▶ **Your goal**
Print everything from "How did these" down to "fear come from?" in the passage about Mona and Jival, word for word.

▶ **Passage to read**
------

Mona is 16. She says, “This woman looked over her shoulder, saw me behind her and started running, pushing a baby carriage. I was worried she was going to have an accident so I stopped and waited for her to run around the corner.” Jival, 18, laughs, “Yeah, if I’m walking back from the subway in the evening and a white woman is in front of me, I cross the street, so she feels safe.”

How did these neighbours learn to be scared of Mona and Jival? When did these two teenagers learn to navigate white people’s fear of them? Where did their compassion for that fear come from?

If you’re white, as I am, how many times a day do you think about your race and the problems it could pose during your day? Do you ever think about your colour except in situations where you’re the only white person? Are you ever the only white person? How irritated do you already feel that I’m writing about myself as a white person, and asking you to think about your whiteness?

------

▶ **Stored data**
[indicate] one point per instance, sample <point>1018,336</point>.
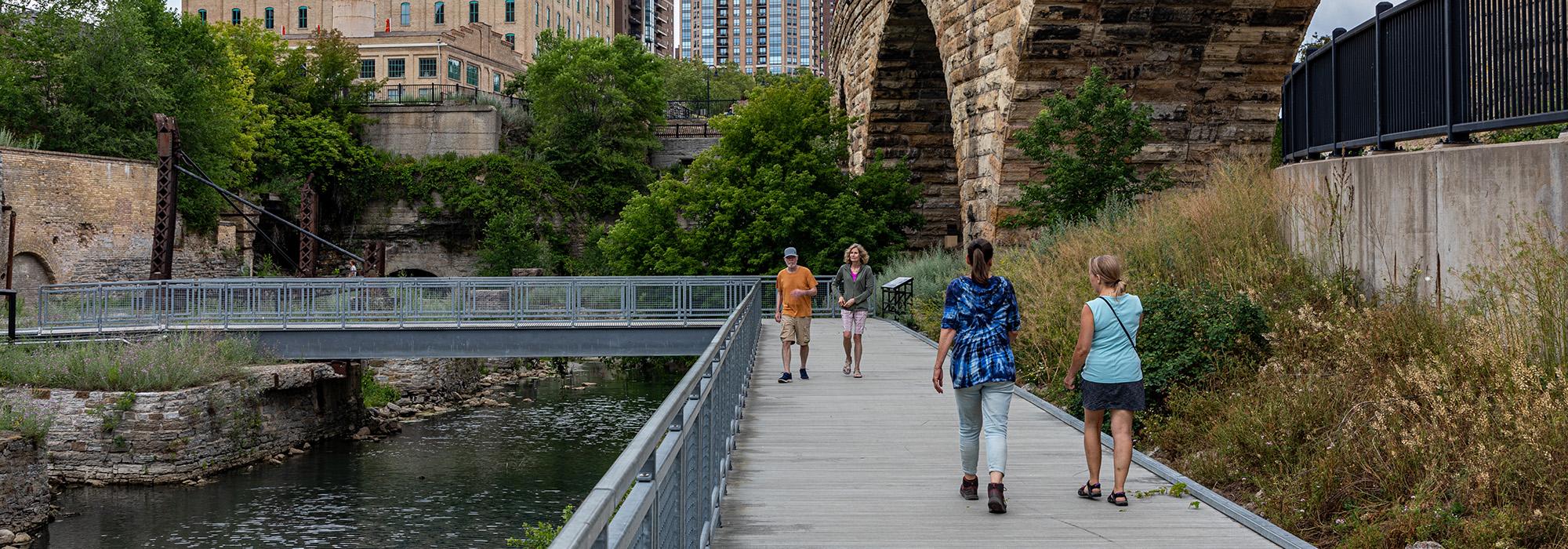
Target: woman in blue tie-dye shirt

------

▶ **Finished answer**
How did these neighbours learn to be scared of Mona and Jival? When did these two teenagers learn to navigate white people’s fear of them? Where did their compassion for that fear come from?